Arrange the lines of the listing below, from its first line up to and including the line that contains "82L61 75L53 73L44", as a Markdown table with the columns "No." and "Entry", numbering each row and omitting any blank lines.

Source data
______________________________
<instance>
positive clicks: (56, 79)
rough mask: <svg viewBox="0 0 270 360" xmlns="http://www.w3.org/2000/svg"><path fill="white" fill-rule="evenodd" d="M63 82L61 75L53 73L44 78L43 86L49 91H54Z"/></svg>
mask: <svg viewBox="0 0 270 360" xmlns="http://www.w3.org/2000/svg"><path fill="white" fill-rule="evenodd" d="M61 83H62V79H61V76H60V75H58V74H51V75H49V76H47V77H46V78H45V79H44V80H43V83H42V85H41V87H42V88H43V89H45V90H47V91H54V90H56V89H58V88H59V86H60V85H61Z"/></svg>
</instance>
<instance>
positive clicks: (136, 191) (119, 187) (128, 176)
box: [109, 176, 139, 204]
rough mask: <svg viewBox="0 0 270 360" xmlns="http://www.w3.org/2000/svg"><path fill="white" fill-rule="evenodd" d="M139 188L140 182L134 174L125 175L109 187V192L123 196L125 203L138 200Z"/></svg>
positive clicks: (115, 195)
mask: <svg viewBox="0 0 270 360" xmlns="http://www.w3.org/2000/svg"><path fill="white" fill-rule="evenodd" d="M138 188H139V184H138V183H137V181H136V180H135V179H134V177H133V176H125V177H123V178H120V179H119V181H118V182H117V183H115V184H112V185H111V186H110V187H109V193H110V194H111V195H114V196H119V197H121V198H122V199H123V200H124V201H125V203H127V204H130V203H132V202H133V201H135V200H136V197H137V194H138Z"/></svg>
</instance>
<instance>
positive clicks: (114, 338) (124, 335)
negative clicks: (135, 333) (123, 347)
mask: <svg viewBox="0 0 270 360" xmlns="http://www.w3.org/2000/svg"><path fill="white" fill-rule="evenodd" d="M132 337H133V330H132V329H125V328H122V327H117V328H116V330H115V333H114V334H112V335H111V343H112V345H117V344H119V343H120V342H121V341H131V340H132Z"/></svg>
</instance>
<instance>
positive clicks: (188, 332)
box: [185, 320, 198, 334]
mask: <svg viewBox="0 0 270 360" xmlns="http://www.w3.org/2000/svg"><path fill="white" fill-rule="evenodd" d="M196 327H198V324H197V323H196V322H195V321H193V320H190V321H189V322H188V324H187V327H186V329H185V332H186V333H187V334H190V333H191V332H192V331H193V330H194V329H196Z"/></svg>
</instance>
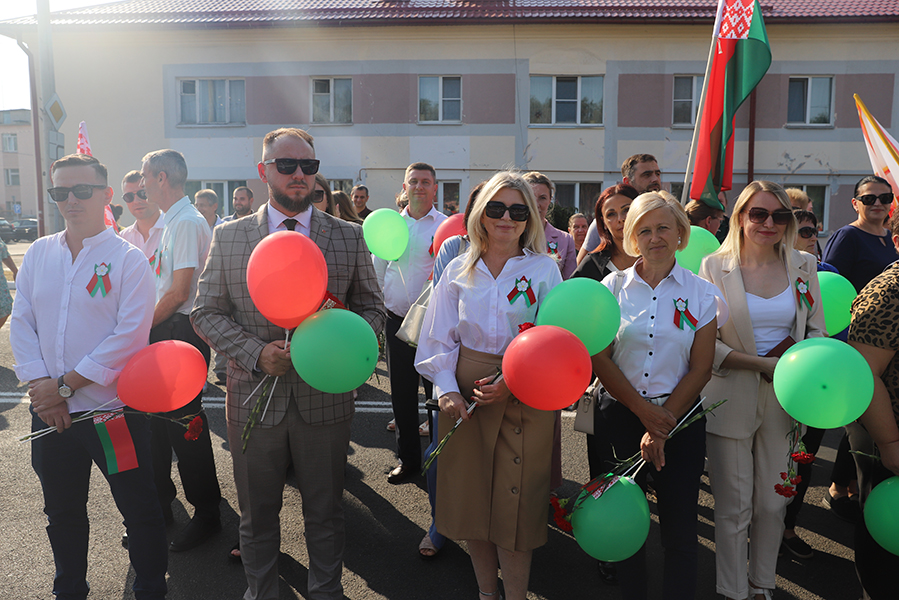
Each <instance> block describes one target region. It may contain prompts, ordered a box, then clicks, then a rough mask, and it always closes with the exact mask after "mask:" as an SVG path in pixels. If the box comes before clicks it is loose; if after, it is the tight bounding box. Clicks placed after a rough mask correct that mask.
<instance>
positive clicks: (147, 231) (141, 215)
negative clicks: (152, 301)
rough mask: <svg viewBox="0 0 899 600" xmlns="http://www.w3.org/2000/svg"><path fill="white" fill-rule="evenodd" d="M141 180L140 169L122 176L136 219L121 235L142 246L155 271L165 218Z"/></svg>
mask: <svg viewBox="0 0 899 600" xmlns="http://www.w3.org/2000/svg"><path fill="white" fill-rule="evenodd" d="M140 180H141V174H140V171H129V172H128V173H127V174H126V175H125V177H124V178H122V200H124V201H125V206H127V207H128V212H130V213H131V215H132V216H133V217H134V219H135V221H134V223H132V224H131V225H129V226H128V227H125V228H124V229H122V230H121V231H120V232H119V235H120V236H122V237H123V238H125V239H126V240H128V242H130V243H131V244H132V245H134V246H137V247H138V248H140V249H141V250H142V251H143V253H144V256H146V257H147V260H149V261H150V268H151V269H153V270H154V271H155V270H156V250H157V249H158V248H159V240H160V239H162V229H163V227H164V225H165V220H164V219H163V215H162V211H161V210H159V205H158V204H156V203H155V202H151V201H150V200H147V192H146V190H144V188H142V187H141V185H140ZM153 300H154V302H155V300H156V291H155V290H154V291H153Z"/></svg>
______________________________
Solution below:
| No. | Entry |
|---|---|
| 1 | <instance> |
| 2 | positive clicks: (56, 79) |
| 3 | rough mask: <svg viewBox="0 0 270 360" xmlns="http://www.w3.org/2000/svg"><path fill="white" fill-rule="evenodd" d="M63 82L61 75L53 73L44 78L43 86L49 91H54Z"/></svg> |